▸ GIVEN TEXT:
_____
Sine-squared function

This article is about a particular function from a subset of the real numbers to the real numbers. Information about the function, including its domain, range, and key data relating to graphing, differentiation, and integration, is presented in the article.
View a complete list of particular functions on this wiki

Definition

This function, denoted $\sin ^{2}$ , is defined as the composite of the square function and the sine function. Explicitly, it is the map:

$x\mapsto (\sin x)^{2}$

For brevity, we write $(\sin x)^{2}$ as $\sin ^{2}x$ .
_____
▸ REQUIREMENTS:
Resume the article on the sine-squared function, picking up right after its final sentence.

▸ DATA:
_____
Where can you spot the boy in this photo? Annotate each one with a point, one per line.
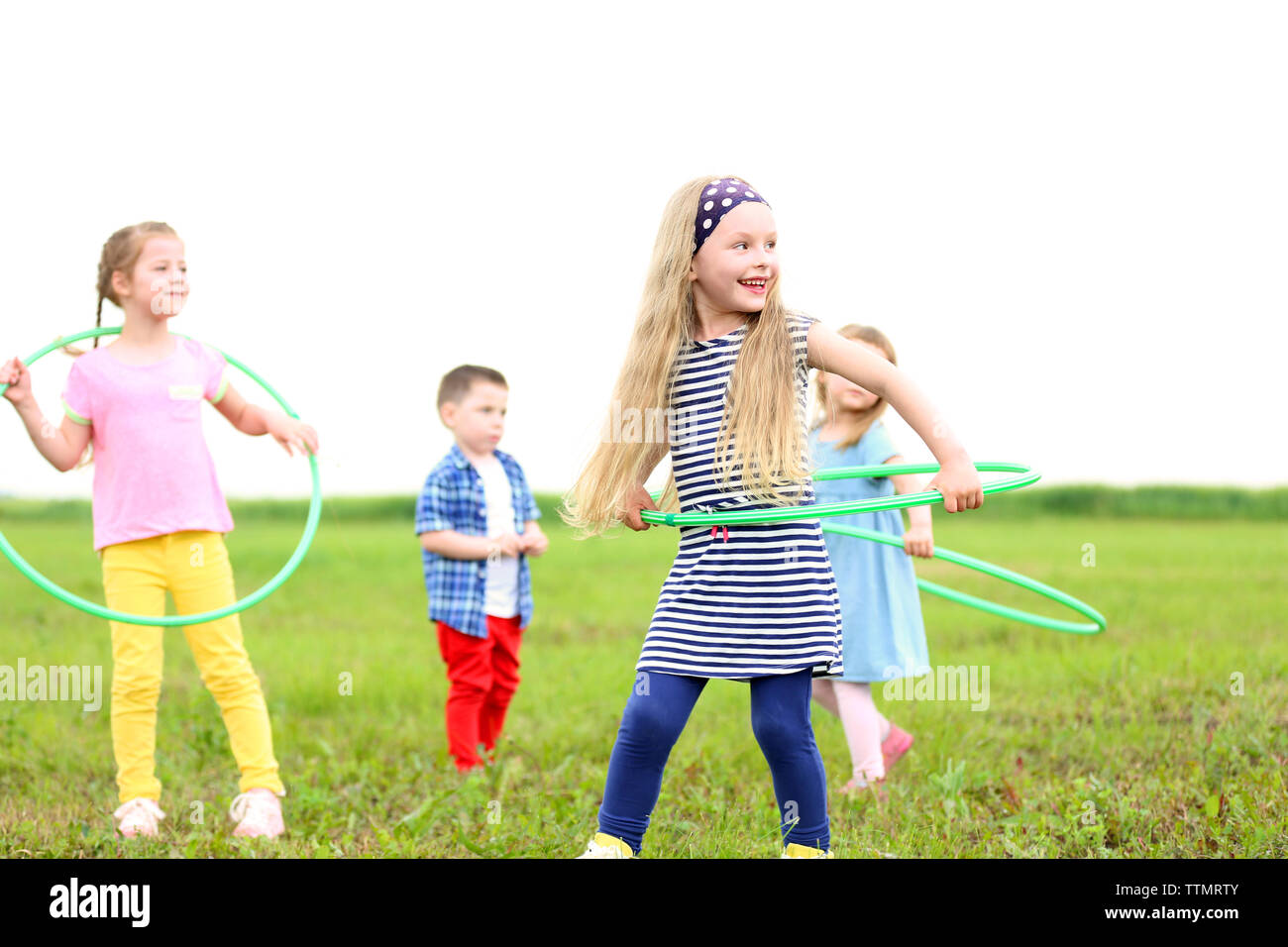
_____
▸ REPLY:
Key data

Item	Value
Default domain	all real numbers, i.e., all of $\mathbb {R}$
range	$[0,1]$ , i.e., $\{y\mid 0\leq y\leq 1\}$ absolute maximum value: 1, absolute minimum value: 0
period	$\pi$ , i.e., $180\,^{\circ }$
local maximum value and points of attainment	All local maximum values are equal to 1, and are attained at odd integer multiples of $\pi /2$ .
local minimum value and points of attainment	All local minimum values are equal to 0, and are attained at integer multiples of $\pi$ .
points of inflection (both coordinates)	odd multiples of $\pi /4$ , with value 1/2 at each point.
derivative	$x\mapsto \sin(2x)=2\sin x\cos x$ , i.e., double-angle sine function.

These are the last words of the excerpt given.